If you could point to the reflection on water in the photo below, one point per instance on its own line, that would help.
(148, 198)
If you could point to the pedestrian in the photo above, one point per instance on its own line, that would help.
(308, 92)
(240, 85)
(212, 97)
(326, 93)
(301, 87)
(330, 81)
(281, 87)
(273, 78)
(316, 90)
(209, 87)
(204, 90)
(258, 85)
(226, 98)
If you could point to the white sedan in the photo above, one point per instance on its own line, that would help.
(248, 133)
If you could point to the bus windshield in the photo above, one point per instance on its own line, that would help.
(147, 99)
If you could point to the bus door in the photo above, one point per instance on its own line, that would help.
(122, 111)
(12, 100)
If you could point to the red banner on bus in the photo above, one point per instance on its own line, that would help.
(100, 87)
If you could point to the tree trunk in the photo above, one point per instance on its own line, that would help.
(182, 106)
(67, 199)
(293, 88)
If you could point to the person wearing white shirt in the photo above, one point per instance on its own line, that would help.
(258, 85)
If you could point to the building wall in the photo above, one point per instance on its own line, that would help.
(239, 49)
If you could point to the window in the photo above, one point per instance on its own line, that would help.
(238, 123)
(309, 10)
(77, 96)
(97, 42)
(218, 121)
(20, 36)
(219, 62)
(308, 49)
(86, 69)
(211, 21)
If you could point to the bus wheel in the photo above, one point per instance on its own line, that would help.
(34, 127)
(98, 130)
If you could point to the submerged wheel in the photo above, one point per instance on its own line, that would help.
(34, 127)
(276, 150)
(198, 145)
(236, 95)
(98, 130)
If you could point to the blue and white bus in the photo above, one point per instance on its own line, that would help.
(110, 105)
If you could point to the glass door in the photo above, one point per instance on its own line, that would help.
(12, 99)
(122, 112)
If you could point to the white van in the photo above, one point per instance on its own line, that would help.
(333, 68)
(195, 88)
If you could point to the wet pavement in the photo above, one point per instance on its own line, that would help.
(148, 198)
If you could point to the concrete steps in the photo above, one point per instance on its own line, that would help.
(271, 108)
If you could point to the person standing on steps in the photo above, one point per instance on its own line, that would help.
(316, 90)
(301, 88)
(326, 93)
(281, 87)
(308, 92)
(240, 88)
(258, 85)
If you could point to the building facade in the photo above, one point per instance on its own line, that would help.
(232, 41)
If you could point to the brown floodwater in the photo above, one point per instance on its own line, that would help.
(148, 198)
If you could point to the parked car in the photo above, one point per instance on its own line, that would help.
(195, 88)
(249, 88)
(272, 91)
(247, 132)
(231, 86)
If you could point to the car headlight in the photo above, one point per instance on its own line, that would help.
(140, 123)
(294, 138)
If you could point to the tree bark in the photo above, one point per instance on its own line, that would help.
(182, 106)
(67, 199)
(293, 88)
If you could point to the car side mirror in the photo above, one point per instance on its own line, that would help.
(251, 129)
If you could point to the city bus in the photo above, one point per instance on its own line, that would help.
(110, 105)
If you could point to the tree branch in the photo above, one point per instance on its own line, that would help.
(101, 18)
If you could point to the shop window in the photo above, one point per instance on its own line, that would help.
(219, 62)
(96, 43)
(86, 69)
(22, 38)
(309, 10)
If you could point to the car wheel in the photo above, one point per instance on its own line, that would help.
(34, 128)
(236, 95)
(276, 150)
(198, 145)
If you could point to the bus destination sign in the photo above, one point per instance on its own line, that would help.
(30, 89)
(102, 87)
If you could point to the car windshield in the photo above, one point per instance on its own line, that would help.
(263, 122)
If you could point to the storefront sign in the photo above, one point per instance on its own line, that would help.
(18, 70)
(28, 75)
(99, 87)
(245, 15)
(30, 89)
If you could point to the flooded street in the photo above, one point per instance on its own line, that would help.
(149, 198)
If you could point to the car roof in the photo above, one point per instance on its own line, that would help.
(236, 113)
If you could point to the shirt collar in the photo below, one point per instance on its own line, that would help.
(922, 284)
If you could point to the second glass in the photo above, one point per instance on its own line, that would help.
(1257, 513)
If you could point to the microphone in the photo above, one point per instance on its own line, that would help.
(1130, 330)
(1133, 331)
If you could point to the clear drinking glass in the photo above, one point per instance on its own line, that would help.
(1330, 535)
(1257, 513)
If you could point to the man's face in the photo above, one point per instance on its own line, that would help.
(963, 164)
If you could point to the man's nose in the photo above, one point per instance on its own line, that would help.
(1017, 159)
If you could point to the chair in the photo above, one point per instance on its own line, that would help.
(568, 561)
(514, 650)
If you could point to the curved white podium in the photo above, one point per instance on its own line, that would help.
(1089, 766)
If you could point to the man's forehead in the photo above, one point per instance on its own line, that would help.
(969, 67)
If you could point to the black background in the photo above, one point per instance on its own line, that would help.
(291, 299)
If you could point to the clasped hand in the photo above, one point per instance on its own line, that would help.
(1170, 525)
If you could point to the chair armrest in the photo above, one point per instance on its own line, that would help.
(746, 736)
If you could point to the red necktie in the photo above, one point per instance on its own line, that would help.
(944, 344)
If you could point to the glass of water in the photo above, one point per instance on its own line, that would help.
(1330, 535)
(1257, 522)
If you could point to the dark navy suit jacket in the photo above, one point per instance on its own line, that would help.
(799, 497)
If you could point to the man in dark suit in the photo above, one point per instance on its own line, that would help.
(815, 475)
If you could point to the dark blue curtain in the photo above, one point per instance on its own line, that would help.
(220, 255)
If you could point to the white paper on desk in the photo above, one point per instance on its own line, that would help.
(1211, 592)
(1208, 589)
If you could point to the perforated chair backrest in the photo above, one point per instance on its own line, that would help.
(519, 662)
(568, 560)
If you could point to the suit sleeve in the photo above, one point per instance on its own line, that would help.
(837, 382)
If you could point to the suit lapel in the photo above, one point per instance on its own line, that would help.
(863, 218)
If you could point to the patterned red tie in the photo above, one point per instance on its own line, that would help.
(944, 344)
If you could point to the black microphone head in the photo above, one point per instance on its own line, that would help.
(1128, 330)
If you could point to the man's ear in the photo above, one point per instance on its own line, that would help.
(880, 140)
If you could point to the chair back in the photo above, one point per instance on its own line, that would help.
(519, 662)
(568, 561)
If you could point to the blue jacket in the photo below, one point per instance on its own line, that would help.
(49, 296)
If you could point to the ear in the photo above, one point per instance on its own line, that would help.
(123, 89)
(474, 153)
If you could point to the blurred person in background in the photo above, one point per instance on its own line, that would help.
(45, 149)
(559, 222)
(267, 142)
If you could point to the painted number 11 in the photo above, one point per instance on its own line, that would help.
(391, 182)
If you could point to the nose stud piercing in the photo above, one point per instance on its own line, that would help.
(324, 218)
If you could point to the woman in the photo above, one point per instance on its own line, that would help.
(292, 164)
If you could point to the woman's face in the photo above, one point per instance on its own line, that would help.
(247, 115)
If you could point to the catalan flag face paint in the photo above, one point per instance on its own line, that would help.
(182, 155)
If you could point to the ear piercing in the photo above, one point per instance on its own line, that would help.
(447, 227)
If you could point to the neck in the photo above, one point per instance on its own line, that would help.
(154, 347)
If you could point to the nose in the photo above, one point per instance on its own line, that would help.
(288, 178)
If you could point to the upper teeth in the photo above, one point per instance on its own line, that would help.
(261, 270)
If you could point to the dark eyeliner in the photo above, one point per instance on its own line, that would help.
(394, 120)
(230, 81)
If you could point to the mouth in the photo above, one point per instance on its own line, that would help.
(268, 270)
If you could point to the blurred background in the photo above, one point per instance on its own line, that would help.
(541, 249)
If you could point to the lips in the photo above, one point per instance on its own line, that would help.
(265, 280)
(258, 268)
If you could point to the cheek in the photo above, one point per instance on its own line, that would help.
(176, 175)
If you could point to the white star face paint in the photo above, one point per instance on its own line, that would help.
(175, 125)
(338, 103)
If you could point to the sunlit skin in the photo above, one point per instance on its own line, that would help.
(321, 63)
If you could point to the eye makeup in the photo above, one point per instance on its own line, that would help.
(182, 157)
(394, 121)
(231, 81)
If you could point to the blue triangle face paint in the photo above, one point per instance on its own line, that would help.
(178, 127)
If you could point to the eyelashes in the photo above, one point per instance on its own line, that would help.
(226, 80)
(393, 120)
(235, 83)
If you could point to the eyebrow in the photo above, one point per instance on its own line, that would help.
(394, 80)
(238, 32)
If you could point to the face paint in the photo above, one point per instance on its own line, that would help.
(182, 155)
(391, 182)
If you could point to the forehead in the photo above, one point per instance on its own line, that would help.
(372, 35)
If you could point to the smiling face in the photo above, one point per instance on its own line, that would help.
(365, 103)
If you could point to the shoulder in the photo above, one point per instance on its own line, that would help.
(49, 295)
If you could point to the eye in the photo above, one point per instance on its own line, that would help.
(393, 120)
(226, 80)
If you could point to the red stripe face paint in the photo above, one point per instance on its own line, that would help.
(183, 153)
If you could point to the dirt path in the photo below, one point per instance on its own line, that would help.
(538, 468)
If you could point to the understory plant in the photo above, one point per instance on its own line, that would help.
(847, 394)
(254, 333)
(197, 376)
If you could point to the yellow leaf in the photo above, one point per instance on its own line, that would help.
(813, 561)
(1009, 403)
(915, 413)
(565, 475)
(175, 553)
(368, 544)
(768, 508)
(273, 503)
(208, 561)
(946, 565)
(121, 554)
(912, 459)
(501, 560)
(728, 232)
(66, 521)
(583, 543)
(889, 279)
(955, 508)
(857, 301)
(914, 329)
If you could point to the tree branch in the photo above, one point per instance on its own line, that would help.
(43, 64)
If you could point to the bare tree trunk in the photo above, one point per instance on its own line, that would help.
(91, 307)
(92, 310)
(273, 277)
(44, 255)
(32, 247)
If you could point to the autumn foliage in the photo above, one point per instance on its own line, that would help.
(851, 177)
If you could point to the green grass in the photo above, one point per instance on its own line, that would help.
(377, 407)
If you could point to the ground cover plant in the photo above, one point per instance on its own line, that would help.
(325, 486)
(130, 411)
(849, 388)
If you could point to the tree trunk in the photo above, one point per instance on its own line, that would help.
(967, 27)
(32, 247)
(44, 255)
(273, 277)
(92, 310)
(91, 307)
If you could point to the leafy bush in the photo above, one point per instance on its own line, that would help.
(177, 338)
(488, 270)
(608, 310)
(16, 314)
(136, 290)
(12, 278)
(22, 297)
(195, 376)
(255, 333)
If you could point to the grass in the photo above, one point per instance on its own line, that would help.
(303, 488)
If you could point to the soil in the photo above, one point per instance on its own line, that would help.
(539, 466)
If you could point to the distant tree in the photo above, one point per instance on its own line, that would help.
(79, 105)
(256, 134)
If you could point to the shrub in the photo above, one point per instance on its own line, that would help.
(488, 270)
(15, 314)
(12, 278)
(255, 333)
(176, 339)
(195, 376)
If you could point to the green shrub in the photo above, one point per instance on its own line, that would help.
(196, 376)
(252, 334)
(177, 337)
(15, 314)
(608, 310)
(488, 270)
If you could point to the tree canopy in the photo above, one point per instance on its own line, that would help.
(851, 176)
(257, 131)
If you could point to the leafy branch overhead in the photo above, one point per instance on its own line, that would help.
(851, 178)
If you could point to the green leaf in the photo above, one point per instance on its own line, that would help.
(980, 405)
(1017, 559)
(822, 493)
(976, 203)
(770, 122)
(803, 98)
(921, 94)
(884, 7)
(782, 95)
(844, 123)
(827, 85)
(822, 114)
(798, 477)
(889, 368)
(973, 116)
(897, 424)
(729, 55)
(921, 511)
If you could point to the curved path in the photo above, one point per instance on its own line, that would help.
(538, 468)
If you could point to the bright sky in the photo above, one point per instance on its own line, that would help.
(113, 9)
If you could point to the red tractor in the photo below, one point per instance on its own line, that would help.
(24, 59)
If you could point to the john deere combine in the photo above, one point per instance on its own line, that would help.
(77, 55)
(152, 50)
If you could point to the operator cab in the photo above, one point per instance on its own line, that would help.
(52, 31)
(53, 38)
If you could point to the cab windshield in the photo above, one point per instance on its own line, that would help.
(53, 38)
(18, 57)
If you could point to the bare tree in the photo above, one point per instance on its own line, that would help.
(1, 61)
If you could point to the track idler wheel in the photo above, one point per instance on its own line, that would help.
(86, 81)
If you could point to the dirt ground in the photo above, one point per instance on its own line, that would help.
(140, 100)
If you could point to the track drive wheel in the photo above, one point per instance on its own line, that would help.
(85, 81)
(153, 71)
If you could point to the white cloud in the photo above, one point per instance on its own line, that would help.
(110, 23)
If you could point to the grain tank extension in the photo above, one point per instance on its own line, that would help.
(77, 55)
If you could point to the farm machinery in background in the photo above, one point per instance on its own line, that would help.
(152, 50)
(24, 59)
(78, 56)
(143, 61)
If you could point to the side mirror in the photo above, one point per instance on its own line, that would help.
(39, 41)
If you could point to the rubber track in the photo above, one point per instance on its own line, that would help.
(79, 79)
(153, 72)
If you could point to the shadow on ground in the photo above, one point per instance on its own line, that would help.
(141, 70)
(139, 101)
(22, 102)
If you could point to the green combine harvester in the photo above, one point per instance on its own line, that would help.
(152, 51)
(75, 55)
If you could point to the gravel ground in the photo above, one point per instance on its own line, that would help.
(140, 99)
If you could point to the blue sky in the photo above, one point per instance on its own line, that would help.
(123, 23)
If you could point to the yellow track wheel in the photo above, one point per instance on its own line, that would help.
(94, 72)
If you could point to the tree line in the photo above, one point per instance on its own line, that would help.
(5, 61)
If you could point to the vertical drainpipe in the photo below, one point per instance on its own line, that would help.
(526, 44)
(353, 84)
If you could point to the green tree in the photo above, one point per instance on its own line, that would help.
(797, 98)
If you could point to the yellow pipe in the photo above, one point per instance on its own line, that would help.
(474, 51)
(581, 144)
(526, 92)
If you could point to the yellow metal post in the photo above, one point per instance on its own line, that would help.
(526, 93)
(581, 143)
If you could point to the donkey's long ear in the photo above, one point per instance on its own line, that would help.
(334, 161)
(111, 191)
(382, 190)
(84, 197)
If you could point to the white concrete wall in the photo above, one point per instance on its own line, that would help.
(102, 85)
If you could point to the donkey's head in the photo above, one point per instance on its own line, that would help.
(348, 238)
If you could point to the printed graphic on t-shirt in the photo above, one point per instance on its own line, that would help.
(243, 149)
....
→ EXERCISE AIM
Copy the material from the line with "If you could point to the yellow pipe" through the end, changing "donkey's" to "mule's" and leaving everything else the same.

→ WRITTEN RESPONSE
If you could point to the yellow pipe in the photo above, one point per instance on its own line, that would help.
(474, 51)
(581, 144)
(526, 92)
If you could point to the yellow metal post in the photo above, one point per instance on its own line, that would help.
(526, 93)
(581, 143)
If you could point to the mule's long ear in the photo above, one point per instance on its own line, that would help.
(334, 161)
(111, 191)
(382, 190)
(84, 197)
If you could point to the white concrete wall in the photo above, one point per instance on its own line, that would help.
(102, 85)
If you could point to the mule's head in the photo above, one point per instance on its own line, that would help.
(348, 238)
If you could point to the printed graphic on t-shirt in the photo above, one point per instance on its own line, that would help.
(243, 149)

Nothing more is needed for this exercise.